● Passage to read
The Unknown/Known Warrior (May 1972)

In the early 1980s the US government decided to bury the remains of an unidentified serviceman to represent the Vietnam War in the Tomb of the Unknowns in Washington, DC.  On 13 April 1984 the Department of Defense selected a set of unidentified remains that were being kept at the Central Identification Laboratory in Hawaii.  The remains finally chosen had been found by an ARVN reconnaissance team near An Loc in October 1972.  The remains only consisted of six bones comprising just three per cent of the skeleton.  Associated with the remains when they were originally found were pieces of a parachute and a flying suit, a pistol holster and a one-man inflatable life raft and, amazingly, an identity card bearing the name of 1Lt Michael Blassie.  This identity card was stolen before the remains reached the mortuary in Saigon and only a tentative identification was attached to the remains.  In 1980 this tentative identification was downgraded to an ‘unidentifiable’ status.  Thus it was apparent from the very start that the Unknown Warrior had been known to be an airman and was even tentatively identified as 1Lt Michael Blassie.  Nevertheless, in 1984 the by now unidentified remains were buried with full honours at the Arlington National Cemetery beside the Tomb of the Unknown Warriors from World War One, World War Two and the Korean War.

Several aircraft went down near An Loc during the war including two C-130s and an AC-119 (in which a total of 15 men were killed); two O-2s; an A-37 Dragonfly, and several helicopters.  The items found with the remains point very strongly to the remains being associated with the A-37 or O-2s as helicopter crews were not usually equipped with parachutes and the C-130 and AC-119 did not carry one-man life rafts.

● Provided material
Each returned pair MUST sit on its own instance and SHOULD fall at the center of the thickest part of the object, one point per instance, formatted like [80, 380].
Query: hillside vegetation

● Things to do
a - Rewrite the paragraph of the Unknown Warrior passage that begins "Several aircraft went down near An Loc" as a short list, keeping its main facts.
b - Write the next part of the Unknown Warrior passage, picking up after its final sentence.
The material after the Unknown Warrior passage comes from a separate source.

● Results by task
a -
- Aircraft lost near An Loc during the war included two C-130s and an AC-119 (15 men killed in total), two O-2s, an A-37 Dragonfly and several helicopters.
- The items found with the remains point strongly to the A-37 or the O-2s.
- Helicopter crews were not usually equipped with parachutes.
- The C-130 and AC-119 did not carry one-man life rafts.

b -
Thanks to some determined investigative journalism based in part on the research of a POW/MIA activist, a series of reports were aired on CBS News concerning the identification of the remains.  Public pressure mounted on the Clinton Administration to investigate the remains that had been buried as the Unknown Warrior as it was strongly suspected that the remains recovered near An Loc in 1972 were those of 1Lt Michael Blassie.  Despite initial reluctance on the part of the US Government, President Clinton ordered the opening of the Tomb to allow an examination.  This took place on 14 May 1998 and a very thorough forensic examination involving the use of mitochondrial DNA testing did eventually prove that the scant remains belonged to 1Lt Blassie and he was laid to rest with full military honours at Jefferson Barracks National Cemetery near St Louis, Missouri on 10 July 1998.  The Tomb of the Unknown Warrior representing the Vietnam War has since remained empty and now serves as a memorial to the commitment of the US armed forces to account for all missing servicemen whenever possible.